What is needed> Please pick out and copy each line of the records below that contains the word "dark". Case counts, so only lines with that exact capitalization qualify.

* * *

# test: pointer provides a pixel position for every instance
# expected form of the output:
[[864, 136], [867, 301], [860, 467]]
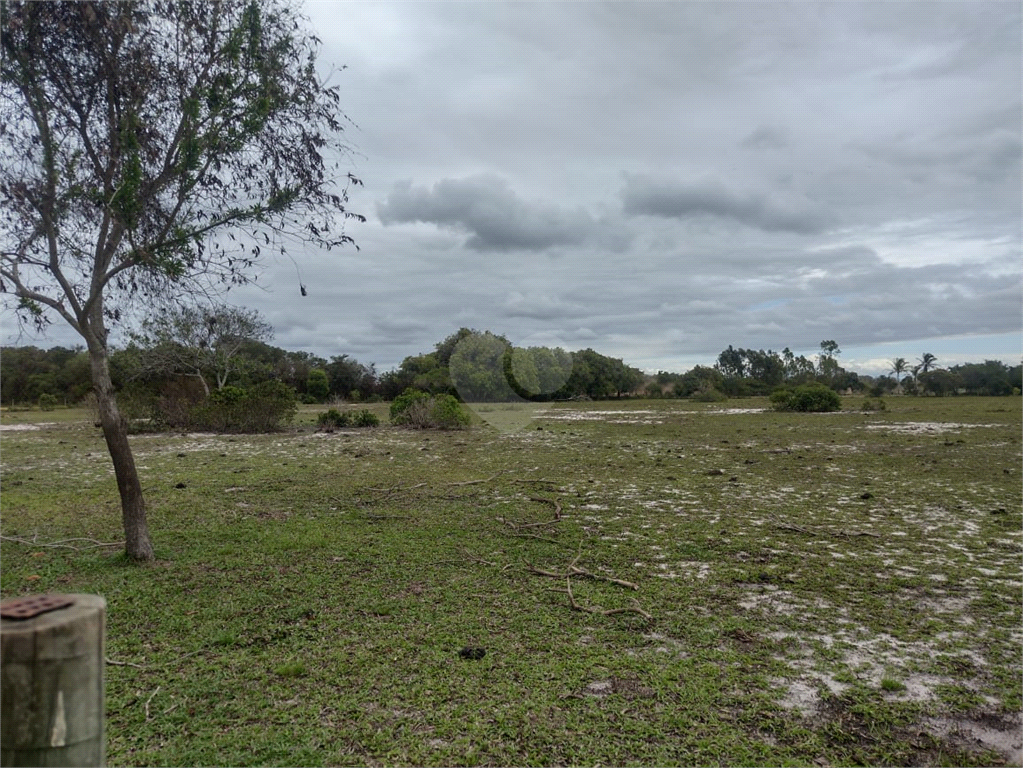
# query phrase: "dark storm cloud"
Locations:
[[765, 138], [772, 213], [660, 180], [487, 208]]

* * *

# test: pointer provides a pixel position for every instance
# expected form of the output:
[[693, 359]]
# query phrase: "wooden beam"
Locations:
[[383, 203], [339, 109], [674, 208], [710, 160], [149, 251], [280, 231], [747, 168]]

* * *

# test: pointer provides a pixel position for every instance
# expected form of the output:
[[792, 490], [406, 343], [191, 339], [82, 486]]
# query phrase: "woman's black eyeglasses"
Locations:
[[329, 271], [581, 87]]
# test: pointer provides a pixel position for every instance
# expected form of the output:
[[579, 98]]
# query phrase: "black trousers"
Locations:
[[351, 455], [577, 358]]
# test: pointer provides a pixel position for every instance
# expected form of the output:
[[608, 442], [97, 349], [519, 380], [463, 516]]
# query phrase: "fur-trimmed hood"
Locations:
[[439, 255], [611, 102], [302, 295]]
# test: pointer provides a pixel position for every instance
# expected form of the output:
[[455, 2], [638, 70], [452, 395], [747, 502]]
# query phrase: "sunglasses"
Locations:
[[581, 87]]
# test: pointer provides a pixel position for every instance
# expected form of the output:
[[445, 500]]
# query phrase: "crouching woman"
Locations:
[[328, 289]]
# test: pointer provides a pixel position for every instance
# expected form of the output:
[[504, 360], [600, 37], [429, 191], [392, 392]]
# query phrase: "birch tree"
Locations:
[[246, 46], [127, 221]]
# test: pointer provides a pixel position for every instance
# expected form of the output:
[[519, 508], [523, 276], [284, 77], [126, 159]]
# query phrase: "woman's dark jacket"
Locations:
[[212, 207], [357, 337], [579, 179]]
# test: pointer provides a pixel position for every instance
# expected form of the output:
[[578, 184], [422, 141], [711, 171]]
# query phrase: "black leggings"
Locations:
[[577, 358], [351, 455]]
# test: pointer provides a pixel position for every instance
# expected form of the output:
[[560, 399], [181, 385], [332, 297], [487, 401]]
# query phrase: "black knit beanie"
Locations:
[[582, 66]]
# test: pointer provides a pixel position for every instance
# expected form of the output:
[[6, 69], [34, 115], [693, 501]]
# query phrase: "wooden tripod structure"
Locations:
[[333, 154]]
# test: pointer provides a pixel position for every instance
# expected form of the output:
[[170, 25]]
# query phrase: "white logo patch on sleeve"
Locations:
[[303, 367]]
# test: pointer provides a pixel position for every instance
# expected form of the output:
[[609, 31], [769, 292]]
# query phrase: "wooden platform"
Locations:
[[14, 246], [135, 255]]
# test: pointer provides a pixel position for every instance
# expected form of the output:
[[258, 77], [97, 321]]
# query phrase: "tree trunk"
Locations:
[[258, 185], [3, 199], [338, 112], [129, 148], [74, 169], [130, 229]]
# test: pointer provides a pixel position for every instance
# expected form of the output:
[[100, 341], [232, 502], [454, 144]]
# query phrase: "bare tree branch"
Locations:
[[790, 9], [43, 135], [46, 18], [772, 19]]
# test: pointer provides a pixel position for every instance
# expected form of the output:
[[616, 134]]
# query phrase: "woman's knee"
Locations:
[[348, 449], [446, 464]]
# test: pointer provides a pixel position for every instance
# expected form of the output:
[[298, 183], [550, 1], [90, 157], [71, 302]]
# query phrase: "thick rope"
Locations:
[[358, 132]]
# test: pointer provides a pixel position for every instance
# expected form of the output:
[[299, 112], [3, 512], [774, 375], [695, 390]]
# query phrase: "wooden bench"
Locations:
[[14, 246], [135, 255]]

* * *

Written answer>
# query phrase: "dark storm cloud"
# query phrase: "woman's dark jacket"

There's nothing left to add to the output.